YOUR ASSIGNMENT -> Your task is to transcribe the entries below exactly, from their first line down to the line containing "1138 1349 L", and to stop there.

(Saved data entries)
════════════════════
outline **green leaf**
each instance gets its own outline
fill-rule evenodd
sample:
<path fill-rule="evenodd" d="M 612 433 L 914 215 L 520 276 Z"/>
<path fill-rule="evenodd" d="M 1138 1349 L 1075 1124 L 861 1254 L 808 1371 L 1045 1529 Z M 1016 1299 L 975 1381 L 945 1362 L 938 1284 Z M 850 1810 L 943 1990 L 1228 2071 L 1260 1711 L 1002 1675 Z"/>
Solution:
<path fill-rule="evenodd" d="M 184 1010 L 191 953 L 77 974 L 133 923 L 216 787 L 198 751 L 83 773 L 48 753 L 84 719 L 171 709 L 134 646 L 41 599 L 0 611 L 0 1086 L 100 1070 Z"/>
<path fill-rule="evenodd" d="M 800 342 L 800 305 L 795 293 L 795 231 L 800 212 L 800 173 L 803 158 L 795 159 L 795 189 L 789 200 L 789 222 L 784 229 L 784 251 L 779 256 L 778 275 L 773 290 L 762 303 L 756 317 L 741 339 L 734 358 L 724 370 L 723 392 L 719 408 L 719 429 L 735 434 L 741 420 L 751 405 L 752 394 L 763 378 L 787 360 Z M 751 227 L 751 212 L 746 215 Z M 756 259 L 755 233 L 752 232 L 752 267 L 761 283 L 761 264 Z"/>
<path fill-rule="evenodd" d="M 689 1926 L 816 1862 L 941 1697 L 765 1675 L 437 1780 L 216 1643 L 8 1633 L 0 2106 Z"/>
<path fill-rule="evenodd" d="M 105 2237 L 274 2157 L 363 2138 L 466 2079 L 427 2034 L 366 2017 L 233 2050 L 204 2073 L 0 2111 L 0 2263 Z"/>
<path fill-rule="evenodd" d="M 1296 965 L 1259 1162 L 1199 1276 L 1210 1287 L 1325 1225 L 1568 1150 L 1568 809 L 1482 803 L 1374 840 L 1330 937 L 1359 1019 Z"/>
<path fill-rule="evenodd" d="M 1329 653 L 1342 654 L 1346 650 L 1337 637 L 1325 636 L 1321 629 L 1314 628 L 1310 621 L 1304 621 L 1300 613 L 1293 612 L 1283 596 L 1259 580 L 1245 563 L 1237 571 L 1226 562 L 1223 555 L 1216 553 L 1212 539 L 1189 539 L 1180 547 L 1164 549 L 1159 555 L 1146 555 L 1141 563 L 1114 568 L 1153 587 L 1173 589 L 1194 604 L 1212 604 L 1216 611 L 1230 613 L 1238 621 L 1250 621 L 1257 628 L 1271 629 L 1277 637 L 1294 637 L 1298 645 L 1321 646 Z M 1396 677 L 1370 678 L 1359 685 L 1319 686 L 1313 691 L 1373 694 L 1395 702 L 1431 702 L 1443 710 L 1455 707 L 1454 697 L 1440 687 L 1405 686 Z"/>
════════════════════
WRITTEN REPLY ->
outline **green leaf**
each instance gets its own outline
fill-rule evenodd
sample:
<path fill-rule="evenodd" d="M 612 433 L 914 215 L 520 276 Z"/>
<path fill-rule="evenodd" d="M 1138 1349 L 1075 1124 L 861 1254 L 808 1371 L 1045 1529 Z M 1016 1299 L 975 1381 L 945 1362 L 938 1284 Z M 850 1810 L 943 1990 L 1228 2071 L 1260 1711 L 1002 1675 Z"/>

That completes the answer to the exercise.